Recorded data

──────────

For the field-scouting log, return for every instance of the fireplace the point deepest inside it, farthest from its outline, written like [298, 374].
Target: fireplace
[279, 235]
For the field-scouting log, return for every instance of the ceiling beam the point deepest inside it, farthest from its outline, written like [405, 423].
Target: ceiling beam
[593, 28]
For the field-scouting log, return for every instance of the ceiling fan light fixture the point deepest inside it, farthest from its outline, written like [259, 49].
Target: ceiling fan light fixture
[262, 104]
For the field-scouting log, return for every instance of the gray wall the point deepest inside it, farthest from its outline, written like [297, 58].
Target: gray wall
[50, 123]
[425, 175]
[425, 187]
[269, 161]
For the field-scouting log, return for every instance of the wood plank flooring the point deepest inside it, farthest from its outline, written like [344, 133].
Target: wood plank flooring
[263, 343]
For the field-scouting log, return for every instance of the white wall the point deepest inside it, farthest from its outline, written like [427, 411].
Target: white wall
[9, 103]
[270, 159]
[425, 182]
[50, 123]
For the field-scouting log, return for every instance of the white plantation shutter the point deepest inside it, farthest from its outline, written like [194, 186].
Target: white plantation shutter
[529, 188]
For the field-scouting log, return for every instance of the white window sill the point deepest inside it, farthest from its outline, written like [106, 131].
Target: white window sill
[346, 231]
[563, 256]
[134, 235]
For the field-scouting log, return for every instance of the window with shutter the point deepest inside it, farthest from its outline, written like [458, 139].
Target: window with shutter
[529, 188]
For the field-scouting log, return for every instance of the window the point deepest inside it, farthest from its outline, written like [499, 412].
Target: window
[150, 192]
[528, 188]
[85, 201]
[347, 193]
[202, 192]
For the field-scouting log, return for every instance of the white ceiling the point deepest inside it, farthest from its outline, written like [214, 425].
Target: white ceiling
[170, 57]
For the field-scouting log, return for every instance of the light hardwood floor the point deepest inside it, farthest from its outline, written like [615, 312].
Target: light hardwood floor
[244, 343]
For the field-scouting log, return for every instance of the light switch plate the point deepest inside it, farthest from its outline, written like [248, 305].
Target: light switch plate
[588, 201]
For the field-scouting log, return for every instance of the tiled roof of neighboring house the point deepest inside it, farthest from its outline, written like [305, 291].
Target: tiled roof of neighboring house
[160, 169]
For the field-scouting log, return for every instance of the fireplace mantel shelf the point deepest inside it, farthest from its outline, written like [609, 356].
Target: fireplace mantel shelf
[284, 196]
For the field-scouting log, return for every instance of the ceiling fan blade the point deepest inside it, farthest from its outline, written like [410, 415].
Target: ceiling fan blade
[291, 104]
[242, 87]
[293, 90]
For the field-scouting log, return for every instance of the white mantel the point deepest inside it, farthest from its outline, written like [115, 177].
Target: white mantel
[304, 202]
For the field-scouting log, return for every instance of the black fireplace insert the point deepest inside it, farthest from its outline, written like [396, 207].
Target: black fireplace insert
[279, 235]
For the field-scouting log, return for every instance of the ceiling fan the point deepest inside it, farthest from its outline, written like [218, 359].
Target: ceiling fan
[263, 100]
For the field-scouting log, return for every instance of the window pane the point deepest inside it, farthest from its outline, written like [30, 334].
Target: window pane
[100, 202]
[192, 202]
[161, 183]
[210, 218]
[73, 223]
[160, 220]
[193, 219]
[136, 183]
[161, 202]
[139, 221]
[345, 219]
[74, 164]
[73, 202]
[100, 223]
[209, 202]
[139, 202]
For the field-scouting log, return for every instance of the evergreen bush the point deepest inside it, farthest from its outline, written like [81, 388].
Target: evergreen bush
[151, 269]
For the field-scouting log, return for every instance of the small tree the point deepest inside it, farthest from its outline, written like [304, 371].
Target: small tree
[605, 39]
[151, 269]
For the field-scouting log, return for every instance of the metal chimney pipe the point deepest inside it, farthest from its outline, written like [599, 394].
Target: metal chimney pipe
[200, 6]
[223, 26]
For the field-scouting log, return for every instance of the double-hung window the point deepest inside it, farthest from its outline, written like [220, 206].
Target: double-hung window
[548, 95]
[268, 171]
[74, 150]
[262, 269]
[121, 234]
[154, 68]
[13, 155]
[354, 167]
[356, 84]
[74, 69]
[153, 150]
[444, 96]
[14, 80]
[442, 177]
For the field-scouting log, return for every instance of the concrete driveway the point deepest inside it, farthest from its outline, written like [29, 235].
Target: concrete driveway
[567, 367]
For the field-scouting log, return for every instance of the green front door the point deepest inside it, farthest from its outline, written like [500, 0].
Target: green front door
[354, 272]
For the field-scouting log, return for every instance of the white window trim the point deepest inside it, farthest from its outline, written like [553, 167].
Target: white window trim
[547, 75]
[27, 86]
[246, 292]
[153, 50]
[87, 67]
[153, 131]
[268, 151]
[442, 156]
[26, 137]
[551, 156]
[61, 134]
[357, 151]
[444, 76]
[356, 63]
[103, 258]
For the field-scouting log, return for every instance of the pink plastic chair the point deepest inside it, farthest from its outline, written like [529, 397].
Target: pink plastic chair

──────────

INSTRUCTIONS TO FOLLOW
Reproduce each entry above. Every word must match.

YOUR SOLUTION
For the field-scouting log, return for every instance of the fireplace the point deepest inside it, farthest from its outline, written like [298, 374].
Target: fireplace
[279, 235]
For the field-scouting log, return for every instance of the ceiling beam the point deepest inside it, farthest from its outline, written like [405, 423].
Target: ceiling beam
[593, 28]
For the field-scouting log, return for every instance of the ceiling fan light fixture the point deepest inside it, farthest from its outline, written like [259, 49].
Target: ceiling fan light fixture
[262, 104]
For the field-scouting log, return for every instance of the gray wall the point deepest inside it, farthest from its outline, written like [297, 58].
Target: gray wall
[50, 123]
[425, 175]
[425, 187]
[269, 161]
For the field-scouting log, return for every instance of the wood plank flooring the point deepest inside it, farthest from its outline, written like [344, 133].
Target: wood plank flooring
[263, 343]
For the field-scouting log, return for every instance of the white wall the point deepest inside it, farthest from its outline, written like [427, 411].
Target: white wall
[9, 103]
[270, 159]
[425, 182]
[50, 123]
For the field-scouting log, return for every instance of the white plantation shutter the point deepest inside it, farthest from its outline, written like [194, 186].
Target: white plantation shutter
[529, 188]
For the field-scouting log, return for every instance of the white window sill the point deepest inside it, farthest from its outline, written like [106, 131].
Target: white window sill
[346, 231]
[563, 256]
[134, 235]
For the field-scouting log, return for every instance of the window with shutter the point deepest inside it, farthest from its outline, written like [458, 139].
Target: window with shutter
[529, 188]
For the field-scouting log, return for every instance of the window the point deepest inside it, farthest from its outline, written like [499, 412].
Target: window
[150, 192]
[528, 188]
[85, 201]
[347, 193]
[202, 192]
For the field-scouting log, return for every instance of the white ceiling the point deepest inside it, farthest from its outline, written like [214, 425].
Target: white ceiling
[170, 57]
For the field-scouting log, return for every instance of the light hardwood floor the point deepest inside it, farthest from its outline, written like [615, 312].
Target: light hardwood floor
[244, 343]
For the field-scouting log, return for every instance of the light switch plate the point deepest inside it, farthest from its outline, written like [248, 305].
Target: light switch plate
[588, 201]
For the field-scouting log, return for every instance of the tiled roof of neighboring house the point deepest inside it, farthest from its outline, written like [305, 291].
Target: tiled roof of neighboring house
[160, 169]
For the field-scouting log, return for every instance of the fireplace mantel shelf the point deepest inside it, farthest from its outline, written like [609, 356].
Target: fireplace mantel shelf
[284, 196]
For the field-scouting log, return for every instance of the ceiling fan blade the point deepest inside it, farthest from its outline, written like [410, 415].
Target: ceiling fan blade
[291, 104]
[242, 87]
[293, 90]
For the field-scouting log, return for every instance of the white mantel the point deepest inside it, farthest from its outline, written like [115, 177].
Target: white mantel
[304, 202]
For the field-scouting log, return for every instance of the black fireplace insert the point deepest inside it, farthest from its outline, written like [396, 207].
Target: black fireplace insert
[279, 235]
For the field-scouting log, return for every instance of the ceiling fan the point deepest inside it, farthest from its outline, written like [218, 359].
Target: ceiling fan
[263, 100]
For the field-scouting log, return for every instance of the window pane the point deepest inside it, farthest from its outline, written like [30, 334].
Target: window pane
[100, 202]
[192, 202]
[161, 183]
[210, 218]
[73, 223]
[160, 220]
[193, 219]
[136, 183]
[161, 202]
[139, 221]
[345, 219]
[74, 164]
[73, 202]
[100, 223]
[209, 202]
[139, 202]
For the field-scouting log, return for every instance of the evergreen bush the point deepest inside it, farthest from its outline, written like [81, 388].
Target: evergreen bush
[151, 269]
For the field-scouting log, return for every instance of the small tree the point deepest inside it, farthest from its outline, written like [304, 371].
Target: small tree
[605, 39]
[151, 269]
For the field-scouting log, return for every instance of the metal chimney pipe the point deepest inside it, farthest from its outline, written like [599, 394].
Target: metal chimney pipe
[200, 6]
[223, 26]
For the field-scouting log, return for every instance of the double-hung window the point deepest inside it, farthest from its outline, written like [220, 206].
Target: double-hung window
[548, 95]
[268, 171]
[74, 150]
[262, 269]
[121, 234]
[154, 68]
[13, 155]
[354, 167]
[356, 84]
[74, 69]
[153, 150]
[444, 96]
[14, 80]
[442, 177]
For the field-scouting log, return for every instance of the concrete driveway the point deepest inside it, farthest from its outline, written like [29, 235].
Target: concrete driveway
[567, 367]
For the field-scouting log, return for every instance of the green front door the point deepest inside it, farthest from its outline, written like [500, 0].
Target: green front door
[354, 272]
For the field-scouting log, return for every instance of the white window trim the point deepest inside it, farthest from its outline, written like [553, 167].
Target: white window trim
[547, 75]
[27, 86]
[246, 292]
[153, 50]
[87, 67]
[153, 131]
[268, 151]
[442, 156]
[26, 137]
[551, 156]
[61, 134]
[357, 151]
[444, 76]
[356, 63]
[103, 258]
For the field-scouting log, return for every instance of the pink plastic chair the point deepest inside it, farthest from its outline, written like [529, 397].
Target: pink plastic chair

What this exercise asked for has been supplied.